**WHAT IS NEEDED**
Rewrite the rows beginning at the line that contains "Expected: for every instance of the yellow and" and ending after the line that contains "[[140, 336]]", replacing "race car" with "racing car" and leaving everything else unchanged.

## Begin PROVIDED RECORDS

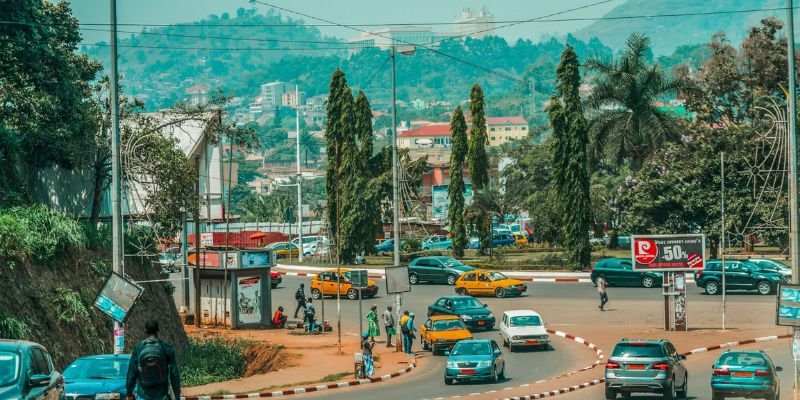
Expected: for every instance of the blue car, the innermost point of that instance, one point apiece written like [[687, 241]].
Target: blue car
[[97, 377], [475, 360]]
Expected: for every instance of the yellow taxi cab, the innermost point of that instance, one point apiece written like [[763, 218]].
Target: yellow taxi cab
[[325, 284], [441, 332], [483, 282]]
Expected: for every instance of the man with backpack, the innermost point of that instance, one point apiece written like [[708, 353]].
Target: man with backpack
[[153, 368]]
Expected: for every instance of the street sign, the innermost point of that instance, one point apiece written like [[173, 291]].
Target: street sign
[[668, 252], [788, 313], [359, 278]]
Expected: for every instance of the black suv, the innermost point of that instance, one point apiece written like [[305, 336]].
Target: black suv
[[739, 275]]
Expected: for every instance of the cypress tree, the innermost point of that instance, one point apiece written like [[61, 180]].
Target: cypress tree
[[479, 161], [571, 176], [455, 192]]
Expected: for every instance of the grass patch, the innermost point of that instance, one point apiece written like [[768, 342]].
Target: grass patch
[[212, 360]]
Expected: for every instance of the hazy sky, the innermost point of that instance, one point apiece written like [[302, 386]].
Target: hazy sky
[[347, 12]]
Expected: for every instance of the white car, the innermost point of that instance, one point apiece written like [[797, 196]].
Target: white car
[[523, 328]]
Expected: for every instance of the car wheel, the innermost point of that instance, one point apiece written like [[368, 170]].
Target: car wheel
[[712, 288], [764, 288]]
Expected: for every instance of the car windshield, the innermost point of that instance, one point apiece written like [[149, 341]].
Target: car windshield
[[97, 368], [497, 276], [9, 368], [449, 325], [467, 302], [743, 360], [472, 349], [526, 320], [638, 350]]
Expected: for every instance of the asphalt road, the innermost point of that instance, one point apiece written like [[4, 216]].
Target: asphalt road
[[562, 305]]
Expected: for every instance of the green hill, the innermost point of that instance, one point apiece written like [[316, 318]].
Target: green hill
[[667, 33]]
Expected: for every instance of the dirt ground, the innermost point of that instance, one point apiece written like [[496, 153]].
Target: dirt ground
[[282, 359]]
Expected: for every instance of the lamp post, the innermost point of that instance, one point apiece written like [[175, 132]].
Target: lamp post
[[405, 50]]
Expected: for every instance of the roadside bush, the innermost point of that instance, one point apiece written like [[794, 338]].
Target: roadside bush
[[212, 360]]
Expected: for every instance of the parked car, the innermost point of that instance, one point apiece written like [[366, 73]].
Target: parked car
[[97, 377], [475, 360], [325, 284], [491, 283], [739, 275], [437, 242], [283, 249], [646, 366], [523, 328], [436, 270], [750, 374], [27, 372], [469, 309], [619, 271], [441, 332]]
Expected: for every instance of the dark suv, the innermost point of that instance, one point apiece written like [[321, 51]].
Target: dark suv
[[646, 366], [739, 275]]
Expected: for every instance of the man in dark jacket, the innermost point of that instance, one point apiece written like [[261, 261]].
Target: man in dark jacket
[[153, 367]]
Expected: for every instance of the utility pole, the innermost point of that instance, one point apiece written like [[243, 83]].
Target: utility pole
[[794, 231], [299, 179], [116, 176], [398, 299]]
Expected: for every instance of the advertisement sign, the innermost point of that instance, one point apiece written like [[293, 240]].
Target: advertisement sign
[[440, 202], [249, 302], [668, 252], [117, 297], [788, 313]]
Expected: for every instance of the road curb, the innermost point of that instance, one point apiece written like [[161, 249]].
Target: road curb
[[596, 382], [310, 389]]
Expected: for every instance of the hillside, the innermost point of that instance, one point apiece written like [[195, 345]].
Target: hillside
[[667, 33]]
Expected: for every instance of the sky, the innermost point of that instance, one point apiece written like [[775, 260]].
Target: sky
[[349, 12]]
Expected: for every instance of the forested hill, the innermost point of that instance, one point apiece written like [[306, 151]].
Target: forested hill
[[667, 33], [160, 64]]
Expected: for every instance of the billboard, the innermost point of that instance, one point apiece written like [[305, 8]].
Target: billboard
[[668, 252], [441, 203]]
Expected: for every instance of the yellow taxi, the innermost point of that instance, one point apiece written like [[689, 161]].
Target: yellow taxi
[[483, 282], [441, 332], [325, 284]]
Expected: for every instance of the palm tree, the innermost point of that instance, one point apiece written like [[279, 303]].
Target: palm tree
[[627, 124]]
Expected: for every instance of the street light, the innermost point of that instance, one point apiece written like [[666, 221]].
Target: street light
[[406, 51]]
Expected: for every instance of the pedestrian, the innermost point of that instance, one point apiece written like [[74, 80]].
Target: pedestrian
[[300, 296], [153, 369], [601, 288], [310, 313], [366, 354], [388, 325], [372, 323]]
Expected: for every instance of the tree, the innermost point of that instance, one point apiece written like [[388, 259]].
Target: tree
[[455, 192], [570, 160], [628, 125], [478, 160]]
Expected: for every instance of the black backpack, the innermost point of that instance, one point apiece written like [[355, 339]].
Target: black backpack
[[153, 367]]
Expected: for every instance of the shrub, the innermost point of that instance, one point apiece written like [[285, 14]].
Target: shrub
[[212, 360]]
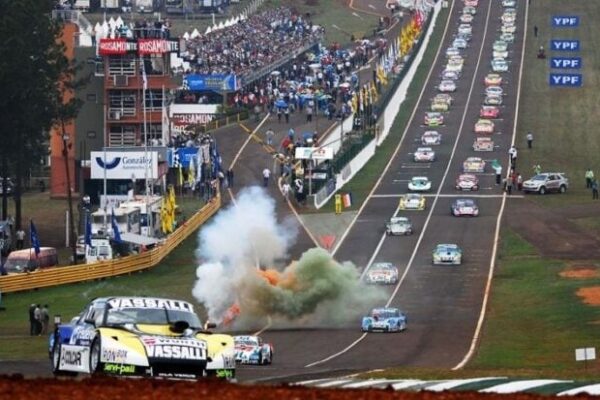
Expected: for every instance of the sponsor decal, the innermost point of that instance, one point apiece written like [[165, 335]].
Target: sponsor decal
[[121, 369], [176, 352], [150, 303], [71, 357], [114, 355], [224, 373], [157, 46]]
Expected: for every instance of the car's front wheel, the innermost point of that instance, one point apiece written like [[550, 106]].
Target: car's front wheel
[[95, 352]]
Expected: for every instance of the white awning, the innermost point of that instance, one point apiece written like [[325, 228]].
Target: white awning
[[138, 239]]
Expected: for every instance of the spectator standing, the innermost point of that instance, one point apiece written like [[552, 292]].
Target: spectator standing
[[285, 189], [32, 320], [230, 178], [37, 315], [589, 177], [529, 140], [269, 135], [45, 314], [266, 175], [20, 238]]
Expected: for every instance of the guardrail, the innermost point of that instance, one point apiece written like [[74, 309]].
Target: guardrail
[[105, 269]]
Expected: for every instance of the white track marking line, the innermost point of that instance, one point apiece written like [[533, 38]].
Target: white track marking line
[[486, 295], [460, 129], [404, 135]]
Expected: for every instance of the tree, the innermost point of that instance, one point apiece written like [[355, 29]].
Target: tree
[[35, 74]]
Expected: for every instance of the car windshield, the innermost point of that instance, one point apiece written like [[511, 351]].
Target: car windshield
[[384, 314], [245, 341], [150, 316]]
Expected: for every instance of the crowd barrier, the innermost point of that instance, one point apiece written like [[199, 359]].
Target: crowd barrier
[[105, 269]]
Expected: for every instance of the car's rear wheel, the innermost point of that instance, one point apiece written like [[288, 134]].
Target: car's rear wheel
[[95, 352]]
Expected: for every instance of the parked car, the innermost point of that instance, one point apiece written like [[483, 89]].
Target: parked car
[[547, 182]]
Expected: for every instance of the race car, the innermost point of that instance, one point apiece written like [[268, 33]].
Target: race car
[[252, 350], [444, 97], [424, 154], [469, 10], [466, 18], [508, 28], [398, 226], [419, 184], [459, 43], [467, 182], [140, 336], [474, 164], [382, 273], [412, 201], [465, 29], [508, 37], [494, 91], [492, 100], [490, 112], [439, 106], [499, 65], [433, 119], [430, 138], [493, 80], [449, 74], [483, 144], [384, 319], [452, 51], [461, 207], [447, 86], [484, 126], [447, 254]]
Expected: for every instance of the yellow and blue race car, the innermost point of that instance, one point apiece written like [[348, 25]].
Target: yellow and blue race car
[[140, 336]]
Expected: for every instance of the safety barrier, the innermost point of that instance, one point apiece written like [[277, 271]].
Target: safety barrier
[[105, 269]]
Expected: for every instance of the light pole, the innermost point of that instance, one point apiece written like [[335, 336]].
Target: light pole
[[72, 237]]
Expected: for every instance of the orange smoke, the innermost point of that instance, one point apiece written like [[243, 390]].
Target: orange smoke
[[273, 278]]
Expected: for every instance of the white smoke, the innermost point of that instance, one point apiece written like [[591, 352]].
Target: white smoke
[[246, 236]]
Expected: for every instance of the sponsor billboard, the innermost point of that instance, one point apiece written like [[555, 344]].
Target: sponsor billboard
[[217, 82], [124, 165], [119, 46]]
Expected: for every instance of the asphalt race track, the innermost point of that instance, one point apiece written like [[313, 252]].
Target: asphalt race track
[[443, 303]]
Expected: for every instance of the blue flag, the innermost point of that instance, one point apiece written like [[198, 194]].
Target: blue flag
[[113, 222], [88, 231], [33, 237]]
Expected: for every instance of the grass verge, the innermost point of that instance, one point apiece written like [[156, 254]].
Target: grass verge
[[562, 120]]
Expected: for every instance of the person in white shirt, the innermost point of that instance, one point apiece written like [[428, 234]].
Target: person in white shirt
[[266, 175]]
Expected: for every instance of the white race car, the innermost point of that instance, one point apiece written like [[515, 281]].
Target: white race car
[[419, 184], [382, 273], [424, 154], [430, 138], [447, 86], [252, 350]]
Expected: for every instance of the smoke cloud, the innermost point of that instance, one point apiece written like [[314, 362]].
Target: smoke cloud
[[314, 290]]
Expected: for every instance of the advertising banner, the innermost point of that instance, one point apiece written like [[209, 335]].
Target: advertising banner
[[124, 165], [216, 82]]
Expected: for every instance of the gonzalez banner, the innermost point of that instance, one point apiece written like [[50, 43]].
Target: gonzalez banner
[[120, 46], [218, 82]]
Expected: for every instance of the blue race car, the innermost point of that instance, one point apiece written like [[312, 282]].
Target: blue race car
[[384, 319]]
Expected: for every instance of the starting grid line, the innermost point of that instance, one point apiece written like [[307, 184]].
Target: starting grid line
[[462, 195], [499, 385]]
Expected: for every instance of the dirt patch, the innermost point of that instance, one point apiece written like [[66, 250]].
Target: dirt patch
[[552, 233], [580, 272], [590, 295]]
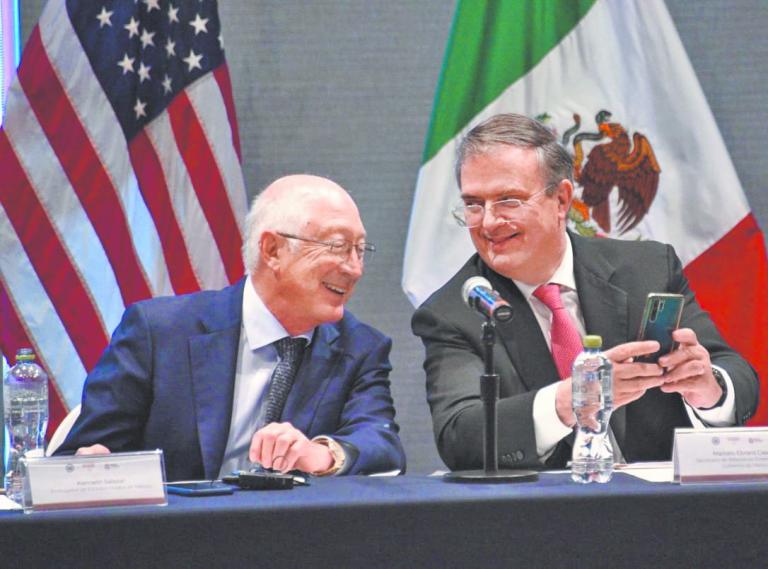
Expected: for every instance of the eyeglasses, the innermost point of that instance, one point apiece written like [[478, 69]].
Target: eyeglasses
[[471, 214], [339, 248]]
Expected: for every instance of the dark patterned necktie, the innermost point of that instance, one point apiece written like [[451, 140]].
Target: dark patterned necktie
[[290, 351]]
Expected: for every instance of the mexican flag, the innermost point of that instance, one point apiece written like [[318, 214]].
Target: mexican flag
[[613, 81]]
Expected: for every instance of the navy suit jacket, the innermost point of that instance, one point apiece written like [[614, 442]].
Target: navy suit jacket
[[167, 381], [612, 280]]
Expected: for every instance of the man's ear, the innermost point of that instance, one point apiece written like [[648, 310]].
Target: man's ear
[[564, 194], [269, 249]]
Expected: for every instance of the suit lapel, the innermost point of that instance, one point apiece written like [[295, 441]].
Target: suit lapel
[[522, 338], [213, 359], [604, 307], [312, 379]]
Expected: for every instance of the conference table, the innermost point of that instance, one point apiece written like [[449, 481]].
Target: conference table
[[411, 521]]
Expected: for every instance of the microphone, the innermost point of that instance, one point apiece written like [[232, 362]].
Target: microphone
[[478, 293]]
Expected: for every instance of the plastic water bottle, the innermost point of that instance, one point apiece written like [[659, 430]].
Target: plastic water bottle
[[592, 385], [25, 398]]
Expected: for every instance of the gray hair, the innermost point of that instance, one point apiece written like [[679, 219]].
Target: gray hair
[[269, 213], [518, 130]]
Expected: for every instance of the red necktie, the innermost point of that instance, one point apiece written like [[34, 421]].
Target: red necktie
[[566, 340]]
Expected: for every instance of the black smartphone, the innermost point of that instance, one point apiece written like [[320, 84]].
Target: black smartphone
[[661, 316], [202, 488]]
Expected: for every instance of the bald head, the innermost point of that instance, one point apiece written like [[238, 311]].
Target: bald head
[[287, 205]]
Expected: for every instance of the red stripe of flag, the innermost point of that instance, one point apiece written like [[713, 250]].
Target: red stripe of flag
[[221, 73], [13, 336], [49, 259], [153, 187], [85, 171], [207, 182], [730, 280]]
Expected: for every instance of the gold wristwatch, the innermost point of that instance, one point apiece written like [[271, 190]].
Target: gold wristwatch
[[337, 451]]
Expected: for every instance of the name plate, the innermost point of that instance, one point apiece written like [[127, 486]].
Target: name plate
[[118, 479], [735, 454]]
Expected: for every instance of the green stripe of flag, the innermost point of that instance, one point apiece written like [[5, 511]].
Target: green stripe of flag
[[493, 43]]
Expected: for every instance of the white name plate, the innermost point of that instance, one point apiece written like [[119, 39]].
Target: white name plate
[[118, 479], [734, 454]]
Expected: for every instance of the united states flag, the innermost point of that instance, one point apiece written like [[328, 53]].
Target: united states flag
[[120, 176]]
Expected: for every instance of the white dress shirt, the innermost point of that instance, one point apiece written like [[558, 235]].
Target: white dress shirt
[[548, 428], [256, 360]]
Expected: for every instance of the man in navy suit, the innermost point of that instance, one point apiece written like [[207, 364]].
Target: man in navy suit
[[516, 186], [191, 374]]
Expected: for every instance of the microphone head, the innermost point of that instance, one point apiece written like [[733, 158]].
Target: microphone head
[[470, 284]]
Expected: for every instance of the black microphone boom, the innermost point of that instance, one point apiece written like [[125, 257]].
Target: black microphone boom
[[478, 294]]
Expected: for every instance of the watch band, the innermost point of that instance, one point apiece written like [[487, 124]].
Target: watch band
[[339, 456]]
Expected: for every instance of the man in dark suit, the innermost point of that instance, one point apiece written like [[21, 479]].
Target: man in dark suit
[[191, 374], [516, 189]]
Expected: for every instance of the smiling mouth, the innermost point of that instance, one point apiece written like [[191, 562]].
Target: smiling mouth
[[335, 289], [497, 241]]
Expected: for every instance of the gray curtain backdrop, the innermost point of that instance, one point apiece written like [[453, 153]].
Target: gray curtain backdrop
[[344, 88]]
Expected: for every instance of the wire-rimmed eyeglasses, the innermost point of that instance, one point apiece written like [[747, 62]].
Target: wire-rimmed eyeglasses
[[339, 247], [470, 215]]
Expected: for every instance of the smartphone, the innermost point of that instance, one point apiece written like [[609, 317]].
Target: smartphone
[[661, 316], [202, 488]]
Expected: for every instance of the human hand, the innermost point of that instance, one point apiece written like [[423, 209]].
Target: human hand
[[93, 449], [632, 379], [283, 447], [689, 371]]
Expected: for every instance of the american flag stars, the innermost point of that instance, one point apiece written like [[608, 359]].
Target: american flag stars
[[158, 48]]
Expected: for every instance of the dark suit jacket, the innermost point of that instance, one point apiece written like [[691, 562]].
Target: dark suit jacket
[[612, 278], [167, 381]]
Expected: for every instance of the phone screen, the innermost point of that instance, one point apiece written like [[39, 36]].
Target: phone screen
[[660, 318]]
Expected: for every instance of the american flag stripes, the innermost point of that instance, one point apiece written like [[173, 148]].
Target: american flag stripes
[[120, 176]]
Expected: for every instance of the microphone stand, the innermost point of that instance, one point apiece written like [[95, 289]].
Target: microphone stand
[[489, 393]]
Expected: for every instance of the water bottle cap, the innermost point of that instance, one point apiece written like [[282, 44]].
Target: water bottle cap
[[25, 355], [593, 341]]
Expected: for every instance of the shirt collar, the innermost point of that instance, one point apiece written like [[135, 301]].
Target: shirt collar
[[563, 275], [260, 325]]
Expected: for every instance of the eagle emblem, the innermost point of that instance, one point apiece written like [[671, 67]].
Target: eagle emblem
[[627, 165]]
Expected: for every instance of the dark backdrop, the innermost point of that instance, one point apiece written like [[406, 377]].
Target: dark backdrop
[[343, 88]]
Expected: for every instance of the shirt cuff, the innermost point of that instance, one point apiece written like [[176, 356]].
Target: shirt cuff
[[547, 427], [722, 416]]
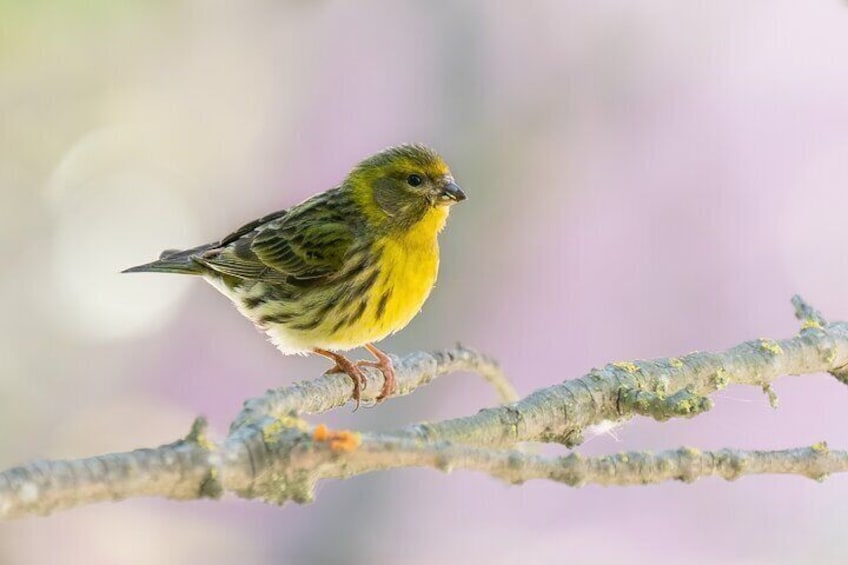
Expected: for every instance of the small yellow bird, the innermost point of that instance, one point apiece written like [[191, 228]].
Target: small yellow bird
[[342, 269]]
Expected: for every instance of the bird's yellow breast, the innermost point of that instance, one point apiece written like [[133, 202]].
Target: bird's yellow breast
[[408, 265]]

## End PROVIDED RECORDS

**TASK ANSWER**
Expected: for every instance of the yellow and blue racing car, the innermost point of that instance, one point apiece written like [[348, 25]].
Target: yellow and blue racing car
[[140, 336]]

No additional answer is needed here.